## Document section
Data Model¶

Understanding BenchBox’s result schema, data structures, and serialization formats.

Overview¶

BenchBox produces structured, machine-readable results that enable:

Reproducibility: Complete execution metadata for result verification
Comparison: Standardized format for cross-platform and temporal analysis
Integration: JSON schema compatible with analysis tools and databases
Compliance: TPC-compatible metric calculation and validation

Result Schema Hierarchy¶

BenchmarkResults
├── Core Metadata (benchmark name, platform, scale factor, timestamp)
├── Execution Phases
│   ├── Setup Phase
│   │   ├── Data Generation
│   │   ├── Schema Creation
│   │   ├── Data Loading
│   │   └── Validation
│   ├── Power Test Phase (optional)
│   └── Throughput Test Phase (optional)
├── Query Results (list of QueryResult objects)
├── Query Definitions (SQL text and parameters)
├── System Profile (hardware, software, configuration)
├── Platform Info (driver versions, configuration)
└── Validation Results (correctness checks)

Core Data Structures¶

BenchmarkResults¶

Top-level object containing complete benchmark execution information.

Key Fields:

{
    # Identification
    "benchmark_name": str,           # e.g., "TPC-H", "TPC-DS", "ClickBench"
    "platform": str,                 # e.g., "DuckDB", "Snowflake"
    "execution_id": str,             # Unique run identifier
    "timestamp": datetime,           # ISO 8601 timestamp

    # Configuration
    "scale_factor": float,           # Data size multiplier
    "test_execution_type": str,      # "standard", "power", "throughput"

## Prompt A
From the BenchBox data model page, reproduce word for word the part that opens with the words containing "Reproducibility: Complete execution" and closes with "scale factor, timestamp)".
## Prompt B
Answer these questions using the BenchBox data model page:
(i) What does the page say the Comparison benefit provides?
(ii) Which two execution phases are marked as optional?
(iii) What kind of timestamp does the timestamp field hold?
## Prompt C
Extend the BenchBox data model page, picking up right after its last shown line.

## Given information
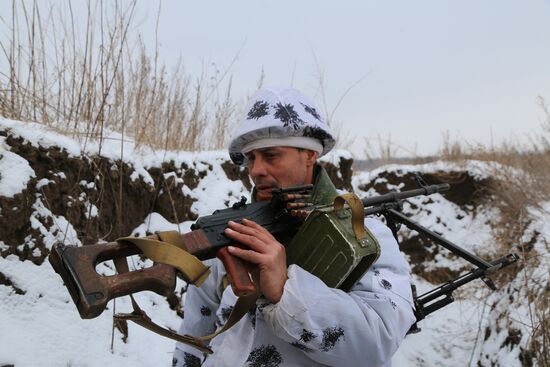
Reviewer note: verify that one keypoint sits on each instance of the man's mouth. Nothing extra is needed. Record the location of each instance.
(265, 188)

## Task response A
Reproducibility: Complete execution metadata for result verification
Comparison: Standardized format for cross-platform and temporal analysis
Integration: JSON schema compatible with analysis tools and databases
Compliance: TPC-compatible metric calculation and validation

Result Schema Hierarchy¶

BenchmarkResults
├── Core Metadata (benchmark name, platform, scale factor, timestamp)

## Task response B
(i) A standardized format for cross-platform and temporal analysis.
(ii) The Power Test Phase and the Throughput Test Phase.
(iii) An ISO 8601 timestamp.

## Task response C
    # Timing Summary
    "duration_seconds": float,       # Total execution time
    "total_execution_time": float,   # Query execution time only
    "average_query_time": float,     # Mean query time
    "data_loading_time": float,      # Time to load data
    "schema_creation_time": float,   # Time to create schema

    # Query Statistics
    "total_queries": int,            # Number of queries attempted
    "successful_queries": int,       # Queries that succeeded
    "failed_queries": int,           # Queries that failed

    # Detailed Results
    "query_results": List[QueryResult],
    "query_definitions": Dict[str, QueryDefinition],
    "execution_phases": ExecutionPhases,

    # Validation
    "validation_status": str,        # "PASSED", "FAILED", "SKIPPED"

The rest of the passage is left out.